On my desk sits a picture of me conversing with two friends. We're situated on old pews at the front of an old stone chapel. Gold rays cascade through the row of four stained glass windows perched high, at the rear of the vestry. The light shoots a straight train from those lofty windows down to the tops of our heads, as if the sun wanted to pass a few final blessings before setting. 

Miska took my photograph and printed a line on it reminding me that "to love a person is to learn the song that is in their heart and to sing it to them when they have forgotten." She knows that these friends, along with a few others, do this for me. And I hope I do the same for them.

We all need people to remind us what is true about ourselves, pointing out with great delight our strength and beauty and splendidness. We need people who believe in, and trust, the deep good God Almighty has firmly planted within us. You can go anywhere and hear someone sing a song of rejection or regret, duty or obligation, judgment or dismissal. We need more songs of hope, more songs of everlasting friendship. We need more blessings before the sun sets. 

A Blessing on Mother’s Day

Women of grace, beauty and immense courage: When you desire to nurture and create life, you embody for us the power and creative love of the Trinity, the God whose very being emanates life. When you bring flesh and bone from your womb, you renew for us the holy truth that God, from the very beginning, births all that is good and beautiful in our world. When you show us what is true and pray over us with tear-drenched faith and point us toward the God who loves us, you articulate what God’s Spirit longs to speak into our heart. You, woman and mother, are a prophet of the Living God.

TASKS TO PERFORM:
**a.** Extract everything from "A Blessing on" down to "the Living God." in the reflection on friendship and Mother's Day, copying it word for word.
**b.** Continue the reflection on friendship and Mother's Day, starting right after its final sentence.
The data after this point comes from a different source than the reflection.

DATA FOR ANALYSIS:
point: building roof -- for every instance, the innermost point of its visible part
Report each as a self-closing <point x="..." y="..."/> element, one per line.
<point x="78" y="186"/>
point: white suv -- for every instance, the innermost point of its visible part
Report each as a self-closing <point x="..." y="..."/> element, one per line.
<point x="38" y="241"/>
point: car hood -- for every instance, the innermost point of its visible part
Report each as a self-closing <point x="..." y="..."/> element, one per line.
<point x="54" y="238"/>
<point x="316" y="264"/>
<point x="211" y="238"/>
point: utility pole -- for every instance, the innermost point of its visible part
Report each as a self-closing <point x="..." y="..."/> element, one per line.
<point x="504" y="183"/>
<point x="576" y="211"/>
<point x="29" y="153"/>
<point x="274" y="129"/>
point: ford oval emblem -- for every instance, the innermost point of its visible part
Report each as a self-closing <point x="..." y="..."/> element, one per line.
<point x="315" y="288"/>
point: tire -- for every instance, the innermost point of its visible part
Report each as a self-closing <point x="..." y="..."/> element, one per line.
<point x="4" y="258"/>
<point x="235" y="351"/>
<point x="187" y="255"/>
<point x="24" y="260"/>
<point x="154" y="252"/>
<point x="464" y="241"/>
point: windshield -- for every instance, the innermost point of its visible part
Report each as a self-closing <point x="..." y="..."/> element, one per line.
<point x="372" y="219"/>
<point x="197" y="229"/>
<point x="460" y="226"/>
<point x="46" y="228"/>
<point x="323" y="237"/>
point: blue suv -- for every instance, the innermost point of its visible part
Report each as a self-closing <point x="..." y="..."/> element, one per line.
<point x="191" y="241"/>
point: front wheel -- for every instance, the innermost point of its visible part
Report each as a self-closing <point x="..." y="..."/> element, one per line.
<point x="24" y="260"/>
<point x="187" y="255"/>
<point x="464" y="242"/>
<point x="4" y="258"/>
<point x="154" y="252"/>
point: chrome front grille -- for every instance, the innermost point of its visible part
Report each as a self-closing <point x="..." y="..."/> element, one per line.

YOUR WRITTEN ANSWERS:
**a.**
A Blessing on Mother’s Day

Women of grace, beauty and immense courage: When you desire to nurture and create life, you embody for us the power and creative love of the Trinity, the God whose very being emanates life. When you bring flesh and bone from your womb, you renew for us the holy truth that God, from the very beginning, births all that is good and beautiful in our world. When you show us what is true and pray over us with tear-drenched faith and point us toward the God who loves us, you articulate what God’s Spirit longs to speak into our heart. You, woman and mother, are a prophet of the Living God.

**b.**
For those who ache for the children you’ve lost or the children you’ve yet to know,

For those who know wounds and loss from your own mother or children,

For those in the thick of the bone-wearying labor of loving children – and especially those who think you’ve been drained of every last ounce of energy,

For those with regret,

For those who, on behalf of your children or another’s children, wage war against some evil that would ravage them,

For those who are loving, mothering or blessing children not your own,

For those with new life in your belly,

For those who need to know the powerful ways your love, nurture, prayers, tears, fears, anger, weariness, hope, laundry, meals, midnight watches, exasperation and laughter have all participated in God’s mysterious act of creating beautiful life,

We bless you.

May the God who filled Mother Eve with life and who filled Prophetess Deborah with wisdom and power and who brought our Savior into the world through a women of remarkable courage, fill you with all mercy and joy today. In the name of the Father and the Son and the Holy Spirit. Amen.